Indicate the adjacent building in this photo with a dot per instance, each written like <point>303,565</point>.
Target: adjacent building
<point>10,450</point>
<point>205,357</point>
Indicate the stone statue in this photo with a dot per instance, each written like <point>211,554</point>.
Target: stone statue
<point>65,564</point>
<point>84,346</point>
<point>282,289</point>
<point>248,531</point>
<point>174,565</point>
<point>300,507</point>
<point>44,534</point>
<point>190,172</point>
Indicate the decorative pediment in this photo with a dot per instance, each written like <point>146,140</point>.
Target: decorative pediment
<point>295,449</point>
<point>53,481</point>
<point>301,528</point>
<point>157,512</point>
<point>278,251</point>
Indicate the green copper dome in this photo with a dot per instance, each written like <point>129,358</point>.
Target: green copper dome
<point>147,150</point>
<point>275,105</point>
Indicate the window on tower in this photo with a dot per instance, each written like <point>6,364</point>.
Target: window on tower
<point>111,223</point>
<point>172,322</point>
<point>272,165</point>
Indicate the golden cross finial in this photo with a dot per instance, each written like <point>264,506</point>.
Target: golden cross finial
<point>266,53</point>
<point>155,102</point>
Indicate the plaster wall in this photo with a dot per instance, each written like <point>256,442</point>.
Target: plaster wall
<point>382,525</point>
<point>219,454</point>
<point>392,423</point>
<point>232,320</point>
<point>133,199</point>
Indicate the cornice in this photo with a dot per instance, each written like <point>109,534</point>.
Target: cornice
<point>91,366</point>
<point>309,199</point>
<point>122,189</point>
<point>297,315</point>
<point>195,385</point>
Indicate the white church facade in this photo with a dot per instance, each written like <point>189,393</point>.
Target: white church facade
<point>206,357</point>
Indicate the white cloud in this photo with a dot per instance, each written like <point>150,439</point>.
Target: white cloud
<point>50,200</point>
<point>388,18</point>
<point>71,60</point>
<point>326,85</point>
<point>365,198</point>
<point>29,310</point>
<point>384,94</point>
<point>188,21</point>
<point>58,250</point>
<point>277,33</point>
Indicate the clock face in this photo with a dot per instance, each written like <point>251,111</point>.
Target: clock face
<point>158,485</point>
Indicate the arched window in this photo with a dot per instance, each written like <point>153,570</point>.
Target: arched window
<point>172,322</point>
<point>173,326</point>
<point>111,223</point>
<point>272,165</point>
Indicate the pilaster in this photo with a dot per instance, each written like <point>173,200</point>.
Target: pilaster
▬▬▬▬▬▬
### Stated exercise
Copy out every one of the records above, substituting "Mark" for each occurrence of "Indicate" and leaving everything else as it stands.

### Result of this exercise
Mark the adjacent building in this photo with a dot per instance, each written like <point>303,565</point>.
Target: adjacent building
<point>10,450</point>
<point>205,357</point>
Mark the stone statue in this photo with a dot per instance, each written like <point>211,554</point>.
Target: stone statue
<point>65,564</point>
<point>84,346</point>
<point>282,289</point>
<point>248,531</point>
<point>174,565</point>
<point>300,507</point>
<point>44,534</point>
<point>190,172</point>
Mark the decorative pediment in this photo with a dot per instance, each written like <point>146,140</point>.
Target: decorative pediment
<point>295,449</point>
<point>53,481</point>
<point>301,528</point>
<point>157,512</point>
<point>278,251</point>
Mark the green copper dome in this photo with a dot per instance, each written like <point>129,358</point>.
Target: green copper dome
<point>147,150</point>
<point>275,105</point>
Mark the window on tower in this photo with a dot per instance, each written like <point>6,364</point>.
Target: window on tower
<point>111,223</point>
<point>172,322</point>
<point>272,165</point>
Mark the golden cross finial in this photo with a dot per instance, each written like <point>264,506</point>.
Target: golden cross finial
<point>266,53</point>
<point>155,102</point>
Mark the plaster wall in this photo with a dot per instance, each written like <point>256,442</point>.
Target: plaster wall
<point>382,525</point>
<point>219,454</point>
<point>392,423</point>
<point>232,320</point>
<point>133,199</point>
Mark the cornice in this photo with a dot per instance, each written like <point>109,534</point>.
Target: cornice
<point>91,366</point>
<point>309,199</point>
<point>122,189</point>
<point>297,315</point>
<point>195,385</point>
Mark the white church facade in this photo with a dot per instance, each written like <point>189,393</point>.
Target: white church facade
<point>206,357</point>
Mark the white cloud in this photo with a dot per instance, each written like <point>150,439</point>.
Target: white cloud
<point>50,200</point>
<point>388,18</point>
<point>71,60</point>
<point>326,85</point>
<point>365,198</point>
<point>29,310</point>
<point>384,94</point>
<point>188,21</point>
<point>58,250</point>
<point>277,33</point>
Mark the clock face in this photo with a dot per instance, each written like <point>251,111</point>.
Target: clock face
<point>158,485</point>
Mark the arched window in this photo with a dot per instance, each written like <point>153,570</point>.
Target: arched window
<point>172,322</point>
<point>173,326</point>
<point>111,223</point>
<point>272,165</point>
Mark the pilaster in this photo with a dot per instance, each written like <point>173,200</point>.
Target: pilaster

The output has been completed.